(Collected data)
********

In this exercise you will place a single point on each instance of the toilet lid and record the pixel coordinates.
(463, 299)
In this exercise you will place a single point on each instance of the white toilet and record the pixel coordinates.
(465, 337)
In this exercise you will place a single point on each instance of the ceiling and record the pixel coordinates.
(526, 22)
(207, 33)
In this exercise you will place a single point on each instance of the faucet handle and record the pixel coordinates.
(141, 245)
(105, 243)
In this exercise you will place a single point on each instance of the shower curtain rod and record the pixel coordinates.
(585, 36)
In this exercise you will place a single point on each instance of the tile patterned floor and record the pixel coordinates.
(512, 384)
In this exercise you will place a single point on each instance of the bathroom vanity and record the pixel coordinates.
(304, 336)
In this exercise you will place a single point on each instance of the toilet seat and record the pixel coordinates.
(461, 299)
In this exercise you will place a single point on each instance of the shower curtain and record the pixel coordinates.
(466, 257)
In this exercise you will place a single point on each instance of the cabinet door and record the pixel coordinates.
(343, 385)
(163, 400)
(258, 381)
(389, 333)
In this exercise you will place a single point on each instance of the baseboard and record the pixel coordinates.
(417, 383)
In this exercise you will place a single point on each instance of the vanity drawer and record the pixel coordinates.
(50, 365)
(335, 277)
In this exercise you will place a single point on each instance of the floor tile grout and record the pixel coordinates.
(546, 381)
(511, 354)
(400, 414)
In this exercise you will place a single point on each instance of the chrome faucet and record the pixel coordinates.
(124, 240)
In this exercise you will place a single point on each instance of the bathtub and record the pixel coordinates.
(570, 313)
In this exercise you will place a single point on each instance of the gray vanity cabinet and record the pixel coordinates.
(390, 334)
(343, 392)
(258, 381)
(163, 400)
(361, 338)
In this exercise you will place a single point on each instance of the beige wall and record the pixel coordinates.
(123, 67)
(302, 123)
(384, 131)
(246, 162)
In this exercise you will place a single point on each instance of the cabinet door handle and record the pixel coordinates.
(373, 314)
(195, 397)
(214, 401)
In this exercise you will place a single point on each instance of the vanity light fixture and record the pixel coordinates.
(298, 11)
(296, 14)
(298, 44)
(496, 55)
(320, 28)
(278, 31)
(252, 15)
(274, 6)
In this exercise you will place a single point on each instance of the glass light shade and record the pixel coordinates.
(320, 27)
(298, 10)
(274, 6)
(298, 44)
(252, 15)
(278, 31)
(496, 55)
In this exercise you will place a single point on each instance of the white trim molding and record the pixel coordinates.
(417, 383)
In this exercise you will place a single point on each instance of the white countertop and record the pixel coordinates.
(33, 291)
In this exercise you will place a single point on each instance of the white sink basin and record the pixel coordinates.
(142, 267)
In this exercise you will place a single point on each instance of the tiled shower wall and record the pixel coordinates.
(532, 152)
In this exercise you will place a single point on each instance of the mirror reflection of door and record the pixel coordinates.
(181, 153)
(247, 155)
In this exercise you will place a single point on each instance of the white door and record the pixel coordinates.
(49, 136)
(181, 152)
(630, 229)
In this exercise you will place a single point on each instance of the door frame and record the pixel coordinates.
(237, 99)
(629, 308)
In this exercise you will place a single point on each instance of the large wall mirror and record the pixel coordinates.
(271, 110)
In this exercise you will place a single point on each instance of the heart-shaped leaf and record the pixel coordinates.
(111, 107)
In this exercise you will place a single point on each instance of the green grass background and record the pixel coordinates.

********

§ **AIM OF THE TASK**: Set down each record again, exactly as written.

§ **OUTPUT FOR THIS TASK**:
In this exercise you will place a single point on each instance of the toilet lid and record the pixel coordinates.
(463, 299)
In this exercise you will place a single point on each instance of the white toilet and record the pixel coordinates.
(465, 337)
In this exercise you will place a single point on each instance of the ceiling and record the pixel coordinates.
(526, 22)
(207, 33)
In this exercise you will place a single point on each instance of the faucet handle and record the pixel coordinates.
(141, 245)
(105, 243)
In this exercise you will place a single point on each instance of the shower curtain rod and record the pixel coordinates.
(585, 36)
In this exercise you will place a single point on each instance of the tile patterned floor and record the pixel coordinates.
(512, 384)
In this exercise you will place a single point on each instance of the bathroom vanity and record the pixel coordinates.
(304, 336)
In this exercise you will place a single point on each instance of the toilet seat and record the pixel coordinates.
(461, 299)
In this exercise you will place a single point on each instance of the shower curtain and record the pixel coordinates.
(466, 257)
In this exercise you will place a single point on each instance of the cabinet door and record the pixel coordinates.
(343, 385)
(163, 400)
(258, 381)
(389, 333)
In this exercise you will place a single point on each instance of the baseboard and record the pixel coordinates.
(417, 383)
In this exercise you will place a single point on each instance of the vanity drawer and record the pixel coordinates.
(50, 365)
(335, 277)
In this exercise you will place a single point on each instance of the floor tile grout and record the pixel coordinates.
(546, 381)
(511, 354)
(400, 414)
In this exercise you will place a single point on each instance of the chrome faucet and record the pixel coordinates.
(124, 240)
In this exercise you will place a single point on each instance of the bathtub and record the pixel coordinates.
(570, 313)
In this exercise you will place a single point on each instance of the gray vanity cabinet and record the pixel coordinates.
(390, 334)
(343, 392)
(258, 381)
(163, 400)
(361, 338)
In this exercise you will place a single point on each instance of the beige wall and record the pixel coordinates.
(123, 67)
(302, 123)
(384, 131)
(246, 162)
In this exercise you will place a single point on each instance of the cabinet door handle and record the pixel coordinates.
(373, 314)
(195, 397)
(214, 401)
In this exercise you will place a single point on each instance of the vanity light fixture and record the pixel coordinates.
(298, 11)
(296, 14)
(298, 44)
(496, 55)
(320, 28)
(278, 31)
(252, 15)
(274, 6)
In this exercise you will place a single point on each instance of the glass light shade and record the pixel coordinates.
(320, 27)
(298, 10)
(274, 6)
(298, 44)
(252, 15)
(278, 31)
(496, 55)
In this exercise you will place a single point on each instance of the white trim molding and record the pixel coordinates.
(417, 383)
In this exercise you will place a single point on each instance of the white countertop and record the pixel coordinates.
(33, 291)
In this exercise you will place a single point on each instance of the white sink basin and record the pixel coordinates.
(142, 267)
In this exercise you will place a single point on each instance of the tiled shower wall and record the pixel coordinates.
(532, 152)
In this exercise you will place a single point on each instance of the mirror reflection of door and record the pixel coordinates.
(181, 153)
(247, 155)
In this exercise you will place a single point on each instance of the white door and record the pixel coordinates.
(49, 136)
(181, 152)
(630, 229)
In this exercise you will place a single point on each instance of the door frame and record the pixel coordinates.
(237, 99)
(629, 308)
In this exercise you will place a single point on each instance of the large wall mirror and record the pixel coordinates.
(271, 110)
In this exercise you will place a single point on each instance of the heart-shaped leaf and record the pixel coordinates.
(111, 107)
In this exercise you will place a single point on each instance of the green grass background and record the pixel coordinates.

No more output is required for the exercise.